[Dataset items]
┄┄┄┄┄┄┄┄┄┄┄┄┄┄┄┄┄┄┄┄
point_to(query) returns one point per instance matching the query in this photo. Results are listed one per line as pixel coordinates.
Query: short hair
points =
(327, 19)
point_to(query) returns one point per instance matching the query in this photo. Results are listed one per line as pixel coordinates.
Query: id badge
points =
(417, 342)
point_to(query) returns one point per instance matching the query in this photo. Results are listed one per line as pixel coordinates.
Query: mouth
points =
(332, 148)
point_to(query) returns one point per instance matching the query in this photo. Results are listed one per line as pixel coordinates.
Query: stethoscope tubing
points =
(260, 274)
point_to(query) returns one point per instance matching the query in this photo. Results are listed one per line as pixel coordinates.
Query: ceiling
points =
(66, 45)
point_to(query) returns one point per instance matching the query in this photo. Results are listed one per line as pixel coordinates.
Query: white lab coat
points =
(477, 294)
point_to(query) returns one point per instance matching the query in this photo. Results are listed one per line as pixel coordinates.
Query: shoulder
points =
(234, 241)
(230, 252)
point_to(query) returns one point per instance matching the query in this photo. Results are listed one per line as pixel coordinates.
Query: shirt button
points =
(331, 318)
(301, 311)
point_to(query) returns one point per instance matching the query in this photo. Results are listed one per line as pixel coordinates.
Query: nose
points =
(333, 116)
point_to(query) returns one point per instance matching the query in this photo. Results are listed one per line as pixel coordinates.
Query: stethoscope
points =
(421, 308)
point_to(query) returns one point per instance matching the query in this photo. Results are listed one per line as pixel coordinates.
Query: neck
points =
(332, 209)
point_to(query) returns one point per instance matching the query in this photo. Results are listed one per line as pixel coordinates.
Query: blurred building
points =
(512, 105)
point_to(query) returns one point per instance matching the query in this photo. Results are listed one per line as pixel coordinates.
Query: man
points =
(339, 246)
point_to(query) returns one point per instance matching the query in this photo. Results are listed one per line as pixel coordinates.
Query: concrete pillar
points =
┄┄┄┄┄┄┄┄┄┄┄┄┄┄┄┄┄┄┄┄
JOB: Reproduce the full listing above, character for character.

SOLVED EXERCISE:
point_to(query) returns one point per instance matching the query in this photo. Results are listed one per line as pixel coordinates.
Query: short hair
points =
(327, 19)
point_to(query) returns one point per instance matching the query in this photo. Results are listed one per line as pixel coordinates.
Query: id badge
points =
(417, 342)
point_to(query) returns one point per instance matching the query in this photo. Results are listed one per line as pixel coordinates.
Query: mouth
points =
(332, 148)
point_to(query) returns one point per instance matching the query in this photo. Results are listed one per line as pixel coordinates.
Query: stethoscope tubing
points =
(260, 274)
point_to(query) returns one point per instance matching the query in this photo. Results are listed one per line as pixel coordinates.
Query: ceiling
points =
(66, 45)
point_to(query) returns one point per instance matching the query in this photo. Results are listed one per line as pixel coordinates.
Query: white lab coat
points =
(477, 294)
point_to(query) returns one point per instance matching the query in this photo. Results are listed one per line as pixel coordinates.
Query: shoulder
points =
(234, 241)
(230, 252)
point_to(query) returns one point per instance matching the query in this photo. Results are listed one per line as pixel coordinates.
Query: shirt button
points =
(331, 318)
(301, 311)
point_to(query) returns one point per instance matching the query in this photo. Results are listed one per line as pixel coordinates.
Query: nose
points =
(333, 116)
point_to(query) returns one point per instance matching the query in this photo. Results are listed one per line as pixel coordinates.
Query: stethoscope
points =
(421, 308)
point_to(query) returns one point per instance matching the query in this photo. Results are listed one per line as pixel coordinates.
Query: neck
points =
(332, 209)
point_to(query) returns one point per instance matching the query in this photo. Results are listed one per line as pixel coordinates.
Query: blurred building
points =
(512, 105)
point_to(query) returns one point per instance matching the query in this photo. Results are listed one per line as pixel coordinates.
Query: man
points =
(339, 246)
point_to(query) returns one point per instance matching the query in this photo. Results are listed one per line as pixel coordinates.
Query: concrete pillar
points =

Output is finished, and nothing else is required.